→ Kutipan Sumber:
====================

SOLOPOS.COM - Edwin Soeryadjaya (Twitter uscibearmba).

Solopos.com, JAKARTA — Edwin Soeryadjaya kini tengah menjadi sorotan terkait pembelian sekitar 12,05 juta lembar saham SRTG pada, Rabu (30/11/2022) lalu. Berikut adalah profil dari Edwi Soeryadjaya, bos Astra yang meraih sukses lewat prinsip tabur tuai.

Edwi Soeryadjaya merupakan putra dari William Soeryadjaya, pendiri Astra International. Edwin bergabung dengan Astra pada 1978. Dia turut memelopori restrukturisasi keuangan Astra dan membawa perusahaan go public pada bulan Februari 1990. Astra pada saat itu merupakan perusahaan dengan initial public offering (IPO) terbesar di Indonesia.

Promosi Jalur Mudik Pantura Jawa Makin Adem Berkat Trembesi

Pada 1993, Edwin meninggalkan Astra. Pada 1998, ia kemudian mendirikan perusahaan investasinya sendiri Saratoga Investama Sedaya. Melansir dari Saratoga Investment, saat ini, melalui firma ekuitas swastanya Saratoga Capital, dia adalah pemegang saham besar di perusahaan tambang batubara Adaro Energy.

====================

→ Data yang Disediakan:
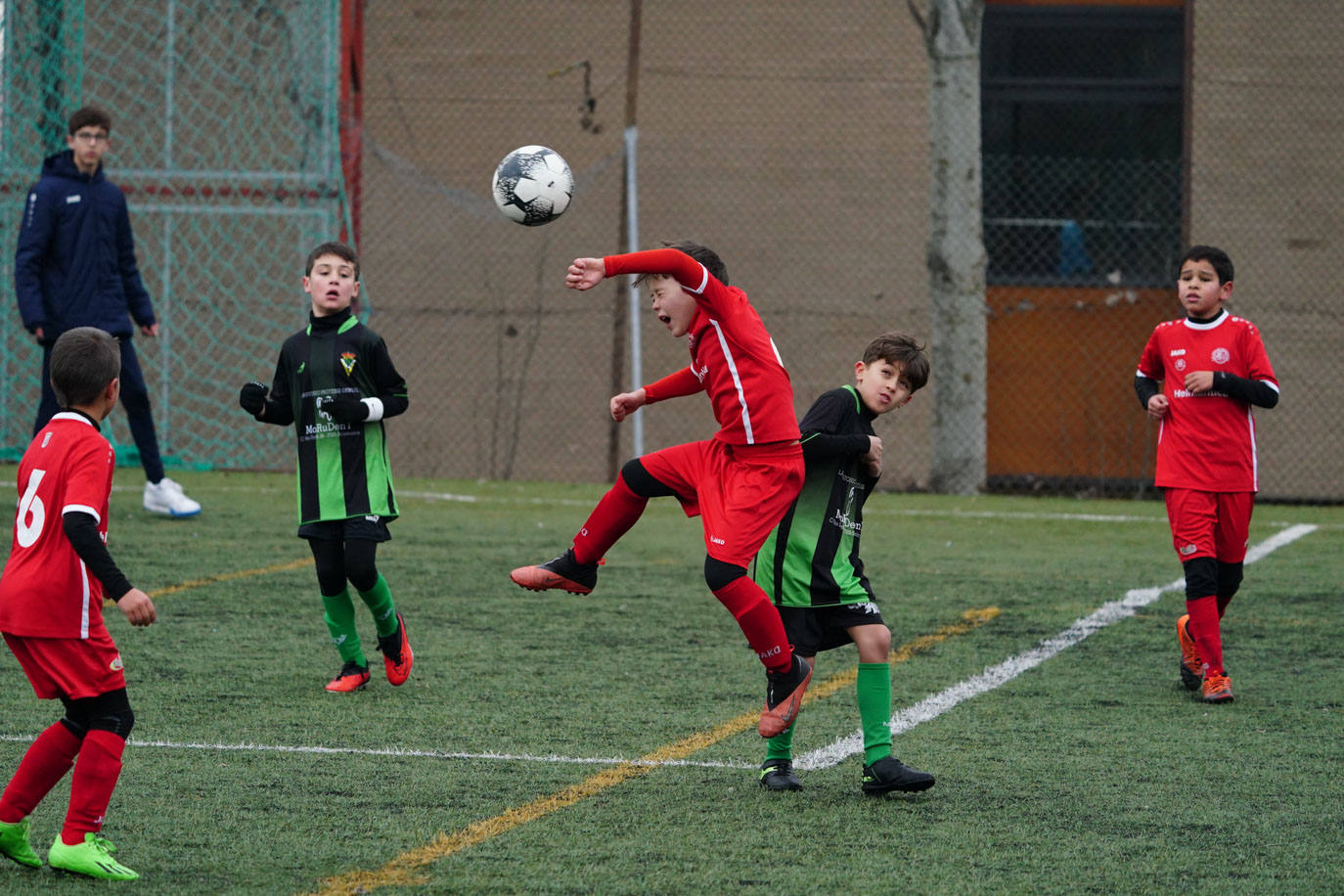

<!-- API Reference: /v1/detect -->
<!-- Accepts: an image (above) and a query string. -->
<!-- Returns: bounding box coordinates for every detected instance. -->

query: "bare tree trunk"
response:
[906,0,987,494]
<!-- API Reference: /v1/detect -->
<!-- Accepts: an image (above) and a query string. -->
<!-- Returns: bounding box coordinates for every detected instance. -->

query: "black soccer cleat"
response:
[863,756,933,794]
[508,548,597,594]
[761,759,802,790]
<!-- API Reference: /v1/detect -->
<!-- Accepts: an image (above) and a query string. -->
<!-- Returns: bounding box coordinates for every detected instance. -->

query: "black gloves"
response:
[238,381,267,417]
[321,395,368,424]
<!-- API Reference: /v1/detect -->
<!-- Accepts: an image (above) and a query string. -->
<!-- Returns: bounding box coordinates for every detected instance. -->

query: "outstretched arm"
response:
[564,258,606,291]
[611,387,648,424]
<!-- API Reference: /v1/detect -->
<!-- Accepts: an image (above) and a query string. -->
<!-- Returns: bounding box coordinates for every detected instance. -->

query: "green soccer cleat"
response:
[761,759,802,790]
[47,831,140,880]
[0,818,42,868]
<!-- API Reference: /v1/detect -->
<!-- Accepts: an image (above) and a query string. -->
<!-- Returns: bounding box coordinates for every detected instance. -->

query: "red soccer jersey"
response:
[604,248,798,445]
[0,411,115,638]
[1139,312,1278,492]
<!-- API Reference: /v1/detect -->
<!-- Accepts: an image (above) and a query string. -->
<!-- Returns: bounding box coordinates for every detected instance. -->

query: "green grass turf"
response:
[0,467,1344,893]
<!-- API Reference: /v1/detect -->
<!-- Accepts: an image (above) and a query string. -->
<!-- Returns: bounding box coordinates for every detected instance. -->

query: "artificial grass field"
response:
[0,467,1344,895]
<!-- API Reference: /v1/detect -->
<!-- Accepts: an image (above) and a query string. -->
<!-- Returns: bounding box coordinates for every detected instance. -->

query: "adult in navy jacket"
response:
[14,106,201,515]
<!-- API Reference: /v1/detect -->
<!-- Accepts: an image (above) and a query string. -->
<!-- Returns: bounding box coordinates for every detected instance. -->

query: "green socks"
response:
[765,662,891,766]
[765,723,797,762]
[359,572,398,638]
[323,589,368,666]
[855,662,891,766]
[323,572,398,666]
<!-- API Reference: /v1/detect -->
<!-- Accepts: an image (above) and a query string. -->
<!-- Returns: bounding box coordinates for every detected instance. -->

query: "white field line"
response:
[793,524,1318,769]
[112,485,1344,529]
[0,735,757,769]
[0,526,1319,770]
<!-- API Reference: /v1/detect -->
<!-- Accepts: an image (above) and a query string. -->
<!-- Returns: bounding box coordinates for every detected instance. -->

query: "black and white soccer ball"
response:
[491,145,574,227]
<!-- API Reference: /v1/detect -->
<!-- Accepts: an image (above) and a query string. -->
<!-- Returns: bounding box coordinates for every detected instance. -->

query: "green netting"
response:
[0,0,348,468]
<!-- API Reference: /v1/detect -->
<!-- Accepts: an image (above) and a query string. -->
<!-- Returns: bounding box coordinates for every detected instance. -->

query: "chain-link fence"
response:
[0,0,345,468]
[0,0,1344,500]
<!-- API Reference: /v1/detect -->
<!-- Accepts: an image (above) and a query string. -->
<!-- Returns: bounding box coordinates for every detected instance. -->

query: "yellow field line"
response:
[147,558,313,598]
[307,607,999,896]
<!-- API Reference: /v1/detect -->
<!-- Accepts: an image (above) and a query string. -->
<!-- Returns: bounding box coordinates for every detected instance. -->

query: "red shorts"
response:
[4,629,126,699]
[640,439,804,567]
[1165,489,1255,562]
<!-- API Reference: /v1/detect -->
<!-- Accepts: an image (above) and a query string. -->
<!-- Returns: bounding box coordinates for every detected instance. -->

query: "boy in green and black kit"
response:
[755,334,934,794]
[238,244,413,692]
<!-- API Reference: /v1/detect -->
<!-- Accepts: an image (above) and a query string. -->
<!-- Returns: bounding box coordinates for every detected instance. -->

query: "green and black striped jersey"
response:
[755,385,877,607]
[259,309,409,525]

====================

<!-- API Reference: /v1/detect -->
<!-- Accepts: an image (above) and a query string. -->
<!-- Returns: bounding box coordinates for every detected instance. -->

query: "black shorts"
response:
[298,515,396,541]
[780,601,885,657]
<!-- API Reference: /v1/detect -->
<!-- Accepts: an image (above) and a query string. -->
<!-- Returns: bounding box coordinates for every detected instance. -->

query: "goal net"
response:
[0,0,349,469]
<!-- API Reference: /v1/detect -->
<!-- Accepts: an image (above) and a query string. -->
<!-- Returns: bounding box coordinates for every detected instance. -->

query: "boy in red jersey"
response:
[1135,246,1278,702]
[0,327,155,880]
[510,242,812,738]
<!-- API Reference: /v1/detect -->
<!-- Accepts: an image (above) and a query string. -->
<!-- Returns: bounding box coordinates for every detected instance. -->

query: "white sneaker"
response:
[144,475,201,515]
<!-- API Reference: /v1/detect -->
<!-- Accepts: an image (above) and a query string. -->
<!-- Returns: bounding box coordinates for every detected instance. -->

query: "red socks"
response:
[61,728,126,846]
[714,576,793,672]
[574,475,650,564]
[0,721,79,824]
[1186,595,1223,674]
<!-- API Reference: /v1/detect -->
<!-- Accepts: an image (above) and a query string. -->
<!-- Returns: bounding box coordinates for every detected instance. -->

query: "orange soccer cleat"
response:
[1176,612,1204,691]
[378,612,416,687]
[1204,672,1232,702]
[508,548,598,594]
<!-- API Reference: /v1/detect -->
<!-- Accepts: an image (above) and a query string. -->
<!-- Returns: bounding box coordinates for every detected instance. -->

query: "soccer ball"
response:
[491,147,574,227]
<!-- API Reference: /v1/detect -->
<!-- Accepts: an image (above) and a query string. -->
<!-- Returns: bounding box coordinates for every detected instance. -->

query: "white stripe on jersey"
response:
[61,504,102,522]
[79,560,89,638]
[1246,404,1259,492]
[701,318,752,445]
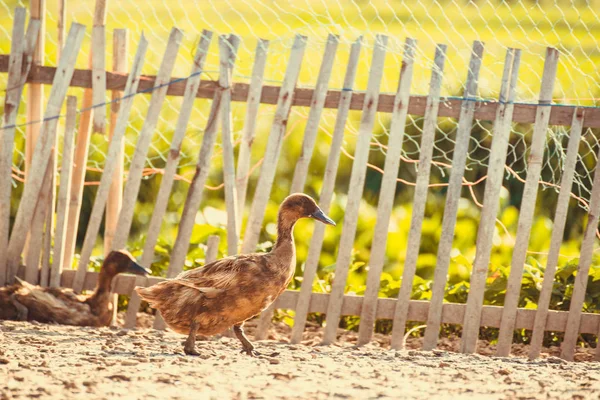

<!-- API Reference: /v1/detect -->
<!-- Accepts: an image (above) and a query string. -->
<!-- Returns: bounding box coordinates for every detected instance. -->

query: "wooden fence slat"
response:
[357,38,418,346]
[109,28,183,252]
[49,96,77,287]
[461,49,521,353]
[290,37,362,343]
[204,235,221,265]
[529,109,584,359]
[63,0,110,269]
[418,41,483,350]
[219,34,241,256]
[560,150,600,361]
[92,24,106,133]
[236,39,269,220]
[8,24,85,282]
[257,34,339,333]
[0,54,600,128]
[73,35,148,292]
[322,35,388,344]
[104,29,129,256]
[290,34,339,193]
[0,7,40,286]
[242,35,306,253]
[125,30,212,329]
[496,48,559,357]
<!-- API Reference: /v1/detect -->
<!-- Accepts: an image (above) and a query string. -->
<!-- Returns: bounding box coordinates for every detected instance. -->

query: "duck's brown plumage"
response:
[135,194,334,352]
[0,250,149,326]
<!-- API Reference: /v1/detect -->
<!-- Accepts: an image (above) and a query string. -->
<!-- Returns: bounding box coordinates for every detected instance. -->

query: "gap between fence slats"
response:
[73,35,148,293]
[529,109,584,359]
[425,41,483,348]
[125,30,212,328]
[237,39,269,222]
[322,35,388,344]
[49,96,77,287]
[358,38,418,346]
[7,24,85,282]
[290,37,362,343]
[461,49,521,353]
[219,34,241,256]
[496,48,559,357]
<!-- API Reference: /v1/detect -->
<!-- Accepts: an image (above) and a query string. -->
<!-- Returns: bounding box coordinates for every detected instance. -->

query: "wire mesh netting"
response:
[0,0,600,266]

====================

→ Yang Diminta:
(a) Sebutkan semua angka tahun yang muncul dalam artikel tentang Edwin Soeryadjaya, sesuai urutan kemunculannya.
(b) Salin ulang bagian artikel tentang Edwin Soeryadjaya dari "Edwi Soeryadjaya merupakan" sampai "batubara Adaro Energy.".
Gunakan artikel tentang Edwin Soeryadjaya saja sebagai sumber.

→ Jawaban Lengkap:
(a) 2022, 1978, 1990, 1993, 1998

(b)
Edwi Soeryadjaya merupakan putra dari William Soeryadjaya, pendiri Astra International. Edwin bergabung dengan Astra pada 1978. Dia turut memelopori restrukturisasi keuangan Astra dan membawa perusahaan go public pada bulan Februari 1990. Astra pada saat itu merupakan perusahaan dengan initial public offering (IPO) terbesar di Indonesia.

Promosi Jalur Mudik Pantura Jawa Makin Adem Berkat Trembesi

Pada 1993, Edwin meninggalkan Astra. Pada 1998, ia kemudian mendirikan perusahaan investasinya sendiri Saratoga Investama Sedaya. Melansir dari Saratoga Investment, saat ini, melalui firma ekuitas swastanya Saratoga Capital, dia adalah pemegang saham besar di perusahaan tambang batubara Adaro Energy.